What you will do: Set down, unchanged, the line with "like point(421, 4)." and everything after it through the last line of the data.

Data shown:
========================================================================

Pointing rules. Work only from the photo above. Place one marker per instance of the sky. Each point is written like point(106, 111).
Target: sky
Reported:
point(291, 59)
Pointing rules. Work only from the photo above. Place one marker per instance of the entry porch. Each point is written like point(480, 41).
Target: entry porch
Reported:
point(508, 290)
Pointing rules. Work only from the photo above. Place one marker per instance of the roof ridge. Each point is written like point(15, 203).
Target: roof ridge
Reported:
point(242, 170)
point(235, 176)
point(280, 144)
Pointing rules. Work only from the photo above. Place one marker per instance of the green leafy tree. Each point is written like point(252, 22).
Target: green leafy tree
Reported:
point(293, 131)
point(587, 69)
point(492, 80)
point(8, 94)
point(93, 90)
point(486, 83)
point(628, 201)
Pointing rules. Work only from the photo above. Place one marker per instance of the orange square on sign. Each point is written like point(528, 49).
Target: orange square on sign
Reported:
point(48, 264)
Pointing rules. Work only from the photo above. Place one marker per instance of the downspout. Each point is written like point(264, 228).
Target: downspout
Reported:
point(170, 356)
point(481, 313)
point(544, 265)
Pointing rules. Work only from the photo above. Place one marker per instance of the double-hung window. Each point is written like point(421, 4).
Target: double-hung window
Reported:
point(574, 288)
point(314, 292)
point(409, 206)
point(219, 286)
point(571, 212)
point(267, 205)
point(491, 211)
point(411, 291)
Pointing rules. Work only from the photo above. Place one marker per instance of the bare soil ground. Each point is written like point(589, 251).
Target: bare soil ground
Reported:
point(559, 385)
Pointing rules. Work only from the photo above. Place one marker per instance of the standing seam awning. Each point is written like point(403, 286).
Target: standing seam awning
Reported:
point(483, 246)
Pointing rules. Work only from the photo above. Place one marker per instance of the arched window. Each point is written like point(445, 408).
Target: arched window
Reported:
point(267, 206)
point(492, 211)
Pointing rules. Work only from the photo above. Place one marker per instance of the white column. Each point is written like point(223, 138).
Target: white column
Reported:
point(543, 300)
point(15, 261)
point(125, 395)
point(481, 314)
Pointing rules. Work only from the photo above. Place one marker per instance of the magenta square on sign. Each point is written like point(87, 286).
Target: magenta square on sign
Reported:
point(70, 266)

========================================================================

Task result:
Pointing rules. Work only from the photo above. Place one marker per instance of the double-hung window. Each point is written like point(421, 4).
Target: double-hung window
Reported:
point(574, 288)
point(314, 292)
point(409, 206)
point(219, 286)
point(571, 212)
point(267, 205)
point(491, 211)
point(411, 291)
Pointing rules. Work only from the photo above. Place one marker per instance of the bare soil ground. Each point is written like point(589, 251).
Target: bare soil ground
Reported:
point(559, 385)
Pointing rules. Work only from the photo above. Place one marker per instance of the standing seam awning. Each point is written like point(403, 286).
Target: standing seam awning
Reported:
point(483, 246)
Pointing rules. Work only from the photo above. Place one marker per instance of the arched window. Each point is written like point(445, 408).
Target: arched window
Reported:
point(267, 206)
point(492, 211)
Pointing rules. Work only from the photo above. Place one marker per instance of the white column. Each point is written like point(223, 138).
Target: white column
Reported:
point(543, 300)
point(15, 261)
point(125, 395)
point(481, 314)
Pointing rules. Work only from the photo above. Place one marker per instance of the magenta square on sign. Each point is written like point(87, 286).
Target: magenta square on sign
Reported:
point(70, 266)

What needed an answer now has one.